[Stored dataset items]
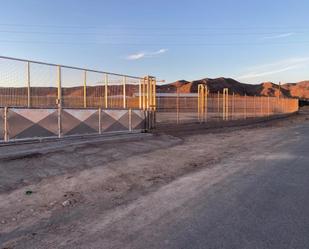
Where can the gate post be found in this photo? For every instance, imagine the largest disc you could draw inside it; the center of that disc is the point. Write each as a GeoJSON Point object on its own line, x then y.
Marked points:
{"type": "Point", "coordinates": [28, 86]}
{"type": "Point", "coordinates": [59, 101]}
{"type": "Point", "coordinates": [6, 133]}
{"type": "Point", "coordinates": [225, 103]}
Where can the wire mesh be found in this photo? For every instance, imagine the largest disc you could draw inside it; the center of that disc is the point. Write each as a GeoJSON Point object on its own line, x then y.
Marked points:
{"type": "Point", "coordinates": [182, 108]}
{"type": "Point", "coordinates": [43, 85]}
{"type": "Point", "coordinates": [13, 83]}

=== WHAT IS BEING ASKED ===
Please quote every one of the records above word for word, leaving the pictures out of your answer.

=== RESPONSE FOR THIS EXERCISE ===
Where can the gate post be found in this photo? For every instance, imagine the largest disc you could draw inside it; the center of that disc is the point. Write each as a GeoJSON Point object on its own line, x then y.
Marked points:
{"type": "Point", "coordinates": [28, 86]}
{"type": "Point", "coordinates": [59, 101]}
{"type": "Point", "coordinates": [6, 133]}
{"type": "Point", "coordinates": [225, 103]}
Where can the wire mesh be found in this photo? For every instance, imagine the largest disc you could draw inside it; the center of that disc is the point. Write each as a GeoJSON Point object on its own line, x then y.
Marked points:
{"type": "Point", "coordinates": [182, 108]}
{"type": "Point", "coordinates": [43, 85]}
{"type": "Point", "coordinates": [13, 83]}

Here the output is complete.